REQUIRED ACTION
Work out how many lines in the entries below include the word "shirt", and give only that figure.

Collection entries
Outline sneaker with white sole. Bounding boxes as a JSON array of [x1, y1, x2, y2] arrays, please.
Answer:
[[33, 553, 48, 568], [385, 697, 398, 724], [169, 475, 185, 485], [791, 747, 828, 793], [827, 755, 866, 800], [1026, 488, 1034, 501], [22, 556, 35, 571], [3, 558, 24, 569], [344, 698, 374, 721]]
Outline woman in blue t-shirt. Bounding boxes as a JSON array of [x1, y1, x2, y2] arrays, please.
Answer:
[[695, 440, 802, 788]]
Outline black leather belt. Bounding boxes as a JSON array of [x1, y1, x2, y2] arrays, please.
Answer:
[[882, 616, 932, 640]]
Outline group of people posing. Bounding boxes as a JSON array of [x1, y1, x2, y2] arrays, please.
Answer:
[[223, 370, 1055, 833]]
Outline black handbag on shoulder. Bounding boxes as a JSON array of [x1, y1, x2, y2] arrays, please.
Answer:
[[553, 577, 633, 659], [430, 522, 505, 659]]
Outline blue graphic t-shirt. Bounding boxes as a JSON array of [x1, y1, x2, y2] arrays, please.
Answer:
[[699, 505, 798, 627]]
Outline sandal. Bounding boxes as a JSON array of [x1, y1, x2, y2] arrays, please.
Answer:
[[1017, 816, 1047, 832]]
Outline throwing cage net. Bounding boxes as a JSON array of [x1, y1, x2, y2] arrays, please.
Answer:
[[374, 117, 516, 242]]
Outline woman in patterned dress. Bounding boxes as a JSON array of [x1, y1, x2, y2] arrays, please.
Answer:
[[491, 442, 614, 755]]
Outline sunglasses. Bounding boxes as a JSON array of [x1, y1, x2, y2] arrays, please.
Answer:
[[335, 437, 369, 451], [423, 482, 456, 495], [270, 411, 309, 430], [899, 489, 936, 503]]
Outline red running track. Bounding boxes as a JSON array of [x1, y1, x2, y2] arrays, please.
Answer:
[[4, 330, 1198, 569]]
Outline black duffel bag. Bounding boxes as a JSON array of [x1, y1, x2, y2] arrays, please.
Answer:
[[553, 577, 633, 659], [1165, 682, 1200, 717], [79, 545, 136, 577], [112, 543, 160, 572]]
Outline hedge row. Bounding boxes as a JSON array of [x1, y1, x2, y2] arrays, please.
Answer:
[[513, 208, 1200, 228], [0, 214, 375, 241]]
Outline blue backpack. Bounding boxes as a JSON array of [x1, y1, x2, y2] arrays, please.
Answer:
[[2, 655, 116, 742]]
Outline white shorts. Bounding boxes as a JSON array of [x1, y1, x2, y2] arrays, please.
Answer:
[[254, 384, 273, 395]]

RESPONSE TO THE EXERCISE
2